● STATED GOAL 1
Summarize the passage on Queensland's LNG industry in two sentences.

● TEXT

The Queensland Government is relying on the development of the LNG industry to help it regain its AAA credit rating, as the industry is forecast to create 18,000 jobs and pay the government nearly $1bn each year in royalties.

But this LNG project goes far beyond “just a mining project and an export terminal”.
With the gas comes water. Some of it is salty, and water from Origin Energy's spring gully gas field near Roma is cleaned in a $20 million reverse osmosis plant.
Up to 12 million litres a day can be desalinated.
It's stored in dams, and then used to irrigate an unusual plant; Pongamia.

Pongamia is a plant which is very high in oil and has the potential to be a bio diesel crop or it could be used for animal feed.
Currently there is a commercial trial of 180,000 trees on 300 hectares.

Santos stated that if everything goes to plan, they will be planting up to 6 million trees on 900 hectares.
“It's going to be a big work force that's required to manage it.”

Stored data

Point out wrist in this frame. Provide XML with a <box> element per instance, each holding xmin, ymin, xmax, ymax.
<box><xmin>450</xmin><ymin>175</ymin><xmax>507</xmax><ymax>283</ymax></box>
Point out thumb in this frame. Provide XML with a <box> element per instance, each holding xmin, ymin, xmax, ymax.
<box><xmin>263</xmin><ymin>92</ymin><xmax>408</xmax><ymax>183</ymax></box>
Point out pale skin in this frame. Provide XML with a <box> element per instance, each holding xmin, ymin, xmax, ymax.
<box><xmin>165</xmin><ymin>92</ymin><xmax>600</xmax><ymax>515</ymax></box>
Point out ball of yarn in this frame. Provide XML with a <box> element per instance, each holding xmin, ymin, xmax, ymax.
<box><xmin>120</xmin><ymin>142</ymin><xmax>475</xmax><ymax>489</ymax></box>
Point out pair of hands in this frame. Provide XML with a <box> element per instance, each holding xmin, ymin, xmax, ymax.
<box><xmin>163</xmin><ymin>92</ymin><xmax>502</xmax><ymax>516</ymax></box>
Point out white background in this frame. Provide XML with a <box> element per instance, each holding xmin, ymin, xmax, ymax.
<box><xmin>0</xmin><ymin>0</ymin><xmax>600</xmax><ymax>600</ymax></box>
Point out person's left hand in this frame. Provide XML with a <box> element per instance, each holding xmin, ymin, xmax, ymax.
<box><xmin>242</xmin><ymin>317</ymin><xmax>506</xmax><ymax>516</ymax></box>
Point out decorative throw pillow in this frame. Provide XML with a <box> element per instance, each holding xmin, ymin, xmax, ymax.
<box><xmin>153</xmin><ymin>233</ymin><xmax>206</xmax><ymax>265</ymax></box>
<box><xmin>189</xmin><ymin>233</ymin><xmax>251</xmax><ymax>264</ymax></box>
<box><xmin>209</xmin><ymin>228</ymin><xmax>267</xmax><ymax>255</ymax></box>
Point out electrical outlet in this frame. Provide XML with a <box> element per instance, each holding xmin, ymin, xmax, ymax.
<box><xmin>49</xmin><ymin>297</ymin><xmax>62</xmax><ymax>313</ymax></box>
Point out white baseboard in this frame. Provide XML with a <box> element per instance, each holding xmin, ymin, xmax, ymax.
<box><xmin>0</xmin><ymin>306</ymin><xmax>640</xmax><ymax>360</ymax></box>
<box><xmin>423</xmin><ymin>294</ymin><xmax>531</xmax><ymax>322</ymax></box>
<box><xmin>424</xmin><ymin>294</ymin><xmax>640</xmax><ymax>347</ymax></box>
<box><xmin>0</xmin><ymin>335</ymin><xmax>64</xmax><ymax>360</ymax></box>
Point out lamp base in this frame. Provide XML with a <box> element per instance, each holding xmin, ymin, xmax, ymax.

● STATED GOAL 2
Gather every line of the records that contains the word "white".

● FULL ANSWER 1
The Queensland Government is counting on the LNG industry, which is forecast to create 18,000 jobs and pay nearly $1bn a year in royalties, to help it regain its AAA credit rating. Salty water that comes with the gas at Origin Energy's Spring Gully field near Roma is desalinated in a $20 million reverse osmosis plant, stored in dams and used to irrigate Pongamia, an oil-rich plant that could become a biodiesel crop or animal feed.

● FULL ANSWER 2
Point out white background in this frame. Provide XML with a <box> element per instance, each holding xmin, ymin, xmax, ymax.
Point out white baseboard in this frame. Provide XML with a <box> element per instance, each holding xmin, ymin, xmax, ymax.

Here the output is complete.